Entries shown:
- Opening Delimiter -

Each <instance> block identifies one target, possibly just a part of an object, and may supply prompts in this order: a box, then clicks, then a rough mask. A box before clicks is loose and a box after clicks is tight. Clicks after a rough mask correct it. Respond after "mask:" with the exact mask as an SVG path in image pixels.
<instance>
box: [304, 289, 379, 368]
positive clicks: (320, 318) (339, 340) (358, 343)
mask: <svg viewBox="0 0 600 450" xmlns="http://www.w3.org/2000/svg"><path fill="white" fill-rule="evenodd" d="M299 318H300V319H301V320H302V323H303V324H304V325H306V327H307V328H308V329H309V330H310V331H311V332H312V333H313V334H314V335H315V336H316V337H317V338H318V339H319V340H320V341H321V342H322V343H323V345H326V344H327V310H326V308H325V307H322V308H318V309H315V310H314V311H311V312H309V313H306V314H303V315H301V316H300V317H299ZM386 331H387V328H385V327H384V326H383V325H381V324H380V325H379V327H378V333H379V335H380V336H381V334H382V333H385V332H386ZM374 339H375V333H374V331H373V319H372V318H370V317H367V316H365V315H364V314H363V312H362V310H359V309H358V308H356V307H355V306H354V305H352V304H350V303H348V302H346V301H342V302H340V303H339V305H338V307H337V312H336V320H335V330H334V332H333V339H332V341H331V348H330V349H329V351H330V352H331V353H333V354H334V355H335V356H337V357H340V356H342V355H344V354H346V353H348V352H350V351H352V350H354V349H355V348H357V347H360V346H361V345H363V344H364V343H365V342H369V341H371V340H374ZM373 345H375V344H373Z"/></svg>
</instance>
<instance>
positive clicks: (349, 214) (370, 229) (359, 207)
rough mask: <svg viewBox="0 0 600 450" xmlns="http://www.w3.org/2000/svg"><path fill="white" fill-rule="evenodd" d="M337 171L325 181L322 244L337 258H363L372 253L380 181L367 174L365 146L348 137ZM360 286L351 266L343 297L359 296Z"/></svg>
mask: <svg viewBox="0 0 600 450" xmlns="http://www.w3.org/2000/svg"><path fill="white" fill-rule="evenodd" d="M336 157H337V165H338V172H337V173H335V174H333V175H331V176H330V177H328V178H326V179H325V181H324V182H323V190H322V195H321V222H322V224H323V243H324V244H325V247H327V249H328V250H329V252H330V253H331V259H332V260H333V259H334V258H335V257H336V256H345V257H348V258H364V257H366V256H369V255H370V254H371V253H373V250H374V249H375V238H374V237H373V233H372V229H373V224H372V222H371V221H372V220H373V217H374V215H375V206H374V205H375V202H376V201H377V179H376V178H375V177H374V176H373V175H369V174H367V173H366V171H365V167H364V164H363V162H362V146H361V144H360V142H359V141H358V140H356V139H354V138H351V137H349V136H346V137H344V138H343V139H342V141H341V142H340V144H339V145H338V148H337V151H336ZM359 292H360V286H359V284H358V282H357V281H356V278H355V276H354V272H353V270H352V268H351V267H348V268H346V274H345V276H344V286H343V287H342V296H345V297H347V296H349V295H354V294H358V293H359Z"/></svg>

- Closing Delimiter -

Exercise objective: Render the lines from the beginning of the records through the line containing "positive clicks: (320, 318)", both ends included, as a Markdown table with the columns Row and Line, leaving out blank lines.

Response to the exercise:
| Row | Line |
|---|---|
| 1 | Each <instance> block identifies one target, possibly just a part of an object, and may supply prompts in this order: a box, then clicks, then a rough mask. A box before clicks is loose and a box after clicks is tight. Clicks after a rough mask correct it. Respond after "mask:" with the exact mask as an SVG path in image pixels. |
| 2 | <instance> |
| 3 | box: [304, 289, 379, 368] |
| 4 | positive clicks: (320, 318) (339, 340) (358, 343) |